#### Bagian Dokumen:
◆ ◆ ◆

Persoalan mendasarnya, dengan tetap memegang istilah ‘petugas partai’ di saat kader PDIP telah ‘diserahkan’ kepada publik, itu bisa memunculkan makna tidak diakuinya peran rakyat yang telah memberikan mandat mereka kepada kader PDIP. Bukankah sudah menjadi common sense yang sepatutnya, bahkan pangkal pikir paling mendasar bahwa loyalitas kepada partai itu berhenti ketika loyalitas kepada negara dimulai? “My loyalty to my party ends where my loyalty to my country begins,”kata Presiden kedua Filipina dan satu tokoh besar negeri tetangga itu, Manuel L. Quezon, juga kata Presiden AS, John F. Kennedy
Oleh : Darmawan Sepriyossa
JERNIH–“What is in a name?” kata pujangga Inggris, William Shakespeare. “Apa(lah) arti sebuah nama?” Namun kutipan dari naskah drama “Romeo and Juliet” ini tentu tak bisa dipaksakan untuk disitir di setiap keperluan perdebatan tentang asma.
Termasuk dalam sawala yang telah jadi perbantahan berulang tentang istilah “petugas partai”, yang diberikan Partai Demokrasi Indonesia Perjuangan (PDIP) kepada Ganjar Pranowo, bakal calon presiden yang digadang-gadang partai tersebut untuk Pilpres 2024. Berulang, karena kita ingat wacana publik ini telah dimulai pada 2014, manakala PDIP menunjuk Jokowi sebagai calon presiden pilihan mereka saat itu.
Mengapa argumen mudah—apalagi karena hanya menyitir—dari Shakespeare tersebut tidak pas untuk polemik soal ‘petugas partai’ yang kini kembali mengemuka, dan mungkin akan lagi datang di 2029 kalau PDIP masih keukeuh peuteukeuh alias berkeras hati menggunakan istilah tersebut? Karena persoalannya tidak semata soal penamaan dan sekadar pengucapan. Penyebutan tersebut, selain datang dari paradigma berpikir tertentu, juga meniscayakan konsekuensi logis yang pasti dari penggunaannya dalam medan politik bangsa.
Dengan senantiasa mengedepankan istilah ‘petugas partai’, PDIP jelas mengajak publik mengingkari fakta terang benderang bahwa dalam sistem yang tengah berlaku di Indonesia saat ini, presiden tidak dipilih oleh partai politik tapi oleh setiap coblosan per individu rakyat di saat mereka menentukan pilihan pada Pilpres.Alhasil, dengan begitu sumber kekuasaan presiden jelas dari rakyat, bukan dari partai. Itu berbeda laiknya hitam dengan putih dengan—katakan saja—sistem yang berlaku di negara yang masih–-saja—menyatakan diri ‘komunis seperti Republik Rakyat Cina (RRC).

◆ ◆ ◆

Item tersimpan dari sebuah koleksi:
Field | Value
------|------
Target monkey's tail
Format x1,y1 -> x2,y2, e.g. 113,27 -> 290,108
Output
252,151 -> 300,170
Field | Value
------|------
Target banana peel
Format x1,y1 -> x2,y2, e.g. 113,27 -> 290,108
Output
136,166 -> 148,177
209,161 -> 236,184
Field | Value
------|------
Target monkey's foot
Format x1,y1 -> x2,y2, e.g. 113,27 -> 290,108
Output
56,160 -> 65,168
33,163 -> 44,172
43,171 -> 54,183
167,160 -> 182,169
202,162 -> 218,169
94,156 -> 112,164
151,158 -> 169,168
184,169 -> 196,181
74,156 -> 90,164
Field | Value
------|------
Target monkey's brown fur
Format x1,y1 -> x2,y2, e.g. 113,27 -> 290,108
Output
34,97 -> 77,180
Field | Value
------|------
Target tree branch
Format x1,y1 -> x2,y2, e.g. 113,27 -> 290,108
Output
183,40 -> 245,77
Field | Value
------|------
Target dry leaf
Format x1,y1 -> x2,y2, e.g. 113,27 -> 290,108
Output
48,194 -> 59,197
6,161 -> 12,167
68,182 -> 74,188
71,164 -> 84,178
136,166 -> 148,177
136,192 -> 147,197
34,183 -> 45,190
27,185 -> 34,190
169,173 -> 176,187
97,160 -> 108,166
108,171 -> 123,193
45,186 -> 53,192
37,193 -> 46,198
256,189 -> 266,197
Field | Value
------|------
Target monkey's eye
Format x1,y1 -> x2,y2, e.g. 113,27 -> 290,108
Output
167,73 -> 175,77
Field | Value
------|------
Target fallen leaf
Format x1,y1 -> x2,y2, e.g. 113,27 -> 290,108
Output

◆ ◆ ◆

#### Petunjuk Tugas:
**1)** Menurut tulisan tentang istilah "petugas partai" di atas, pada tahun berapa wacana publik tentang istilah itu pertama kali dimulai, dan siapa yang saat itu ditunjuk PDIP sebagai calon presiden?
**2)** Tuliskan kembali dengan tepat bagian tulisan tentang istilah "petugas partai" di atas, mulai dari "Mengapa argumen mudah—apalagi" dan berakhir pada "medan politik bangsa.".

#### Jawaban per Tugas:
**1)** Wacana itu dimulai pada 2014, ketika PDIP menunjuk Jokowi sebagai calon presiden.

**2)**
Mengapa argumen mudah—apalagi karena hanya menyitir—dari Shakespeare tersebut tidak pas untuk polemik soal ‘petugas partai’ yang kini kembali mengemuka, dan mungkin akan lagi datang di 2029 kalau PDIP masih keukeuh peuteukeuh alias berkeras hati menggunakan istilah tersebut? Karena persoalannya tidak semata soal penamaan dan sekadar pengucapan. Penyebutan tersebut, selain datang dari paradigma berpikir tertentu, juga meniscayakan konsekuensi logis yang pasti dari penggunaannya dalam medan politik bangsa.